◆ Work to be completed ◆
Rewrite everything from "Keypoint guideline: for each instance of the marina" down to "(1013, 243)" in the entries below, putting "pale storage tank" in place of "white storage tank" and leaving the rest unchanged.

>> Start Stored data

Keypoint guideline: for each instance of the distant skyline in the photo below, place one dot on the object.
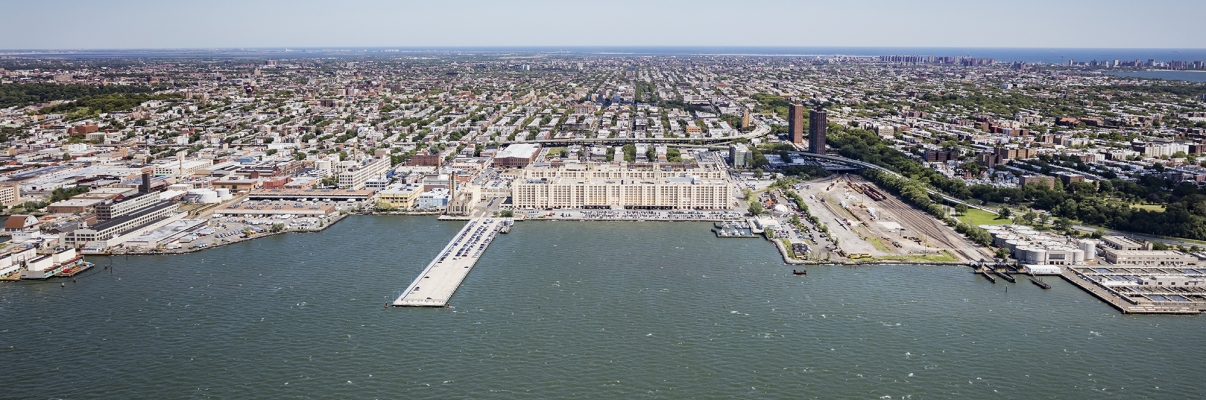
(82, 24)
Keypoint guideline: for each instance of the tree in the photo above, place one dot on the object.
(756, 207)
(1063, 224)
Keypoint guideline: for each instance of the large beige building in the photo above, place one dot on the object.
(610, 186)
(352, 175)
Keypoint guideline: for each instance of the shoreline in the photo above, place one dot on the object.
(778, 245)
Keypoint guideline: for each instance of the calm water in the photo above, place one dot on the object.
(1193, 76)
(571, 310)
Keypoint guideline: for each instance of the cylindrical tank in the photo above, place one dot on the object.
(1090, 248)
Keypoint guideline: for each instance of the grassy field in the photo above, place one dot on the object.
(977, 217)
(1157, 207)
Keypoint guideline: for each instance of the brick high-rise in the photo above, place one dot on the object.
(817, 122)
(796, 123)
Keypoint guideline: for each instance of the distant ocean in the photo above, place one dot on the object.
(1049, 56)
(1193, 76)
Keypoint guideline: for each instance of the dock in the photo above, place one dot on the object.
(443, 276)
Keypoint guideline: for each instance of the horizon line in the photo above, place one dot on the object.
(572, 46)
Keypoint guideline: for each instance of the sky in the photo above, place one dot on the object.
(118, 24)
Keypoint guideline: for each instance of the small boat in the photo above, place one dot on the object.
(990, 278)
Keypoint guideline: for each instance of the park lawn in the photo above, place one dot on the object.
(1155, 207)
(976, 217)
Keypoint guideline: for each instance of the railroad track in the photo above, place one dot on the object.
(929, 227)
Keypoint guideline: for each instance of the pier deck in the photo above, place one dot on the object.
(440, 278)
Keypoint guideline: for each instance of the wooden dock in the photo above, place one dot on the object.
(443, 276)
(1119, 301)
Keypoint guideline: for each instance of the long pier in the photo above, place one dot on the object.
(443, 276)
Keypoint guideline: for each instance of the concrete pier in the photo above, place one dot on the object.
(440, 278)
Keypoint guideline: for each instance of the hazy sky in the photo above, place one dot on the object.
(372, 23)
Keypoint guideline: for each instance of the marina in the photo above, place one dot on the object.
(437, 283)
(551, 287)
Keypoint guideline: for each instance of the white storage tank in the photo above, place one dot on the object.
(1090, 248)
(1013, 243)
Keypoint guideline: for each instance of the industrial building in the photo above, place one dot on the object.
(606, 186)
(353, 175)
(1031, 247)
(400, 195)
(516, 156)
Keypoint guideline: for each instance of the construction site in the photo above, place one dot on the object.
(855, 221)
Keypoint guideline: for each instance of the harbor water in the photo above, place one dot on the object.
(571, 310)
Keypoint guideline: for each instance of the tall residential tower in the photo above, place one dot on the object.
(796, 123)
(817, 122)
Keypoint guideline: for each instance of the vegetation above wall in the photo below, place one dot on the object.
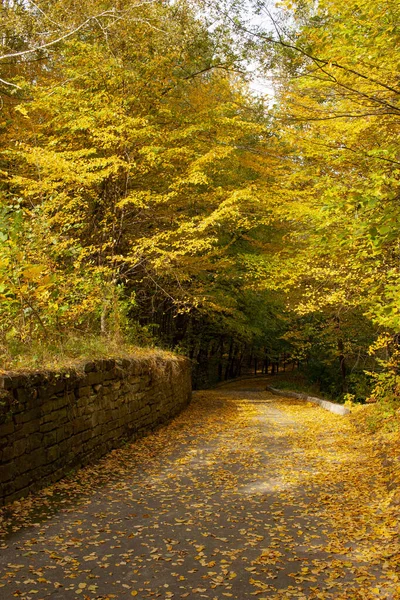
(147, 196)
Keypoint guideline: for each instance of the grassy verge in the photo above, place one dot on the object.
(66, 352)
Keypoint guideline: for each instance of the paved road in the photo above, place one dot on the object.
(230, 500)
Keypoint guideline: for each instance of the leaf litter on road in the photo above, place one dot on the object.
(241, 496)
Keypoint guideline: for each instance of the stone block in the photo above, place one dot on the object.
(7, 428)
(7, 472)
(84, 391)
(20, 447)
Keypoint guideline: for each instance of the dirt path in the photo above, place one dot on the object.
(244, 495)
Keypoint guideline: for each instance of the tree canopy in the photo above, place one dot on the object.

>> End Stored data

◆ Solution ◆
Keypoint guideline: for each instance of the marina in the photo above, place one dot on the object.
(437, 283)
(551, 287)
Keypoint guideline: for each instance of the pale storage tank in the photo above, place one dot on the object.
(1090, 248)
(1013, 243)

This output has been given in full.